Dividends are payments to shareholders of a corporation that are paid from the after tax earnings of the company.

This means that dividends are not a corporate expense and do not reduce the corporate taxes paid.

The flip side is that dividends carry less personal tax liability than wages because they come with a dividend tax credit (more on tax differences below).  The additional corporate tax and reduced personal tax are meant to offset one another.

How to Pay Yourself Dividends

In practice, paying dividends to shareholders of a corporation is fairly easy. Dividends are declared and cash is transferred from the corporate account to a shareholder’s personal account in one or many transactions.

In practice, you'll often see corporate shareholders just take money out of the corporate account as needed and then a dividend is declared for the total amount once per year.

Then each year the corporation must prepare and file T5s for any shareholders who received dividends.

The tricky thing with dividends is that they are issued and paid based on share ownership.

For example, if Pied Piper Ltd. wants to issue $100,000 in dividends to the owners of its Class A common shares, it must do so based on percentage of ownership.

So, if Dinesh owns 30% of Pied Piper’s class A shares and Richard owns the other 70%, then Dinesh would receive $30,000 and Richard would receive $70,000.

This can make it difficult to allocate different amounts of income to multiple shareholders if they all own the same class of shares.

For a more detailed look at this topic, check out our article on corporate share structure.

Why Choose Dividends

Paying dividends can be a simple way for business owners to withdraw money from their corporation. Let's look at these advantages next.

Dividends May Reduce Cost Compared to Wages

Paying dividends removes the need to contribute to CPP, which reduces corporate and personal costs. As of 2022, CPP costs employers 5.7% on the first $64,900 of wages per employee. It also costs employees 5.7% on their first $64,900 of earnings.

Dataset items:

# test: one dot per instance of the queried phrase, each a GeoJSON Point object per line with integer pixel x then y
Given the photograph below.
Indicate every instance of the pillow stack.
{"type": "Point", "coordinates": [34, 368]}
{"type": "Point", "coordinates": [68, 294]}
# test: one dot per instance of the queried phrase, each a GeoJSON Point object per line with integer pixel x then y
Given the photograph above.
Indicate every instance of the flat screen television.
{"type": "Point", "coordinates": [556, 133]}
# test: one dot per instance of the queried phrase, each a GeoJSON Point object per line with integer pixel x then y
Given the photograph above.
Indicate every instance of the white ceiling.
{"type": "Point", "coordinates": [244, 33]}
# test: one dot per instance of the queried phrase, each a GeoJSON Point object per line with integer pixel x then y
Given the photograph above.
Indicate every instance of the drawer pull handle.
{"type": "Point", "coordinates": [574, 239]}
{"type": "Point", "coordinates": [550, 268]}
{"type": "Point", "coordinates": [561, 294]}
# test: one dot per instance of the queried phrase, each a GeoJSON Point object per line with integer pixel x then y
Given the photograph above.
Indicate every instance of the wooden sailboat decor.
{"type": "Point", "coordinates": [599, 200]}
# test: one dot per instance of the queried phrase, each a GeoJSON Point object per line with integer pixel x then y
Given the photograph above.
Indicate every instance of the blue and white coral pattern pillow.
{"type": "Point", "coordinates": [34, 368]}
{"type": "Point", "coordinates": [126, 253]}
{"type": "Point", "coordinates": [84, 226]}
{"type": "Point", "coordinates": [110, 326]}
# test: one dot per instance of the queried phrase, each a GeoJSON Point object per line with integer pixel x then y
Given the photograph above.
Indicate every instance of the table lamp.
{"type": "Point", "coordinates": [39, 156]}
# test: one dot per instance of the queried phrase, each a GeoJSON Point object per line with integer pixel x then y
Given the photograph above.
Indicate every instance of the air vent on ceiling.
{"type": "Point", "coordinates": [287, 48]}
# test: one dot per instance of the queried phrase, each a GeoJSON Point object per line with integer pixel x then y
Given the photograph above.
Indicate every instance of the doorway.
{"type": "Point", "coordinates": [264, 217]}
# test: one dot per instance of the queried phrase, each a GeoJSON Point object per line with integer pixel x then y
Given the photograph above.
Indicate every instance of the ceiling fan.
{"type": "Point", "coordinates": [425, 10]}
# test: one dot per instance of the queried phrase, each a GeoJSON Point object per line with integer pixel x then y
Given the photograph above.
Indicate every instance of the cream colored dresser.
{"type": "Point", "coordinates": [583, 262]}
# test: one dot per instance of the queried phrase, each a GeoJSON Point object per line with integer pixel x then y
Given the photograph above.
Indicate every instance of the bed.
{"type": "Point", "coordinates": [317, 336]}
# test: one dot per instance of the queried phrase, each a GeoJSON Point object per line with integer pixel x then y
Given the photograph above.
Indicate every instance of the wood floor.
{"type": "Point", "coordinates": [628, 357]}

### [SET OF TASKS]
[1] Answer these from the dividends text:
(a) What must the corporation prepare and file each year for shareholders who received dividends?
(b) In the Pied Piper example, how much would Richard receive?
(c) As of 2022, what does CPP cost employers?
[2] Turn the paragraph of the dividends text that begins "Paying dividends removes the need" into a short bulleted list that keeps its main facts.

### [PER-TASK ANSWERS]
[1]
(a) T5s
(b) $70,000
(c) 5.7% on the first $64,900 of wages per employee

[2]
- Dividends remove the need to contribute to CPP, which lowers both corporate and personal costs.
- As of 2022, employers pay 5.7% CPP on the first $64,900 of wages per employee.
- Employees also pay 5.7% on their first $64,900 of earnings.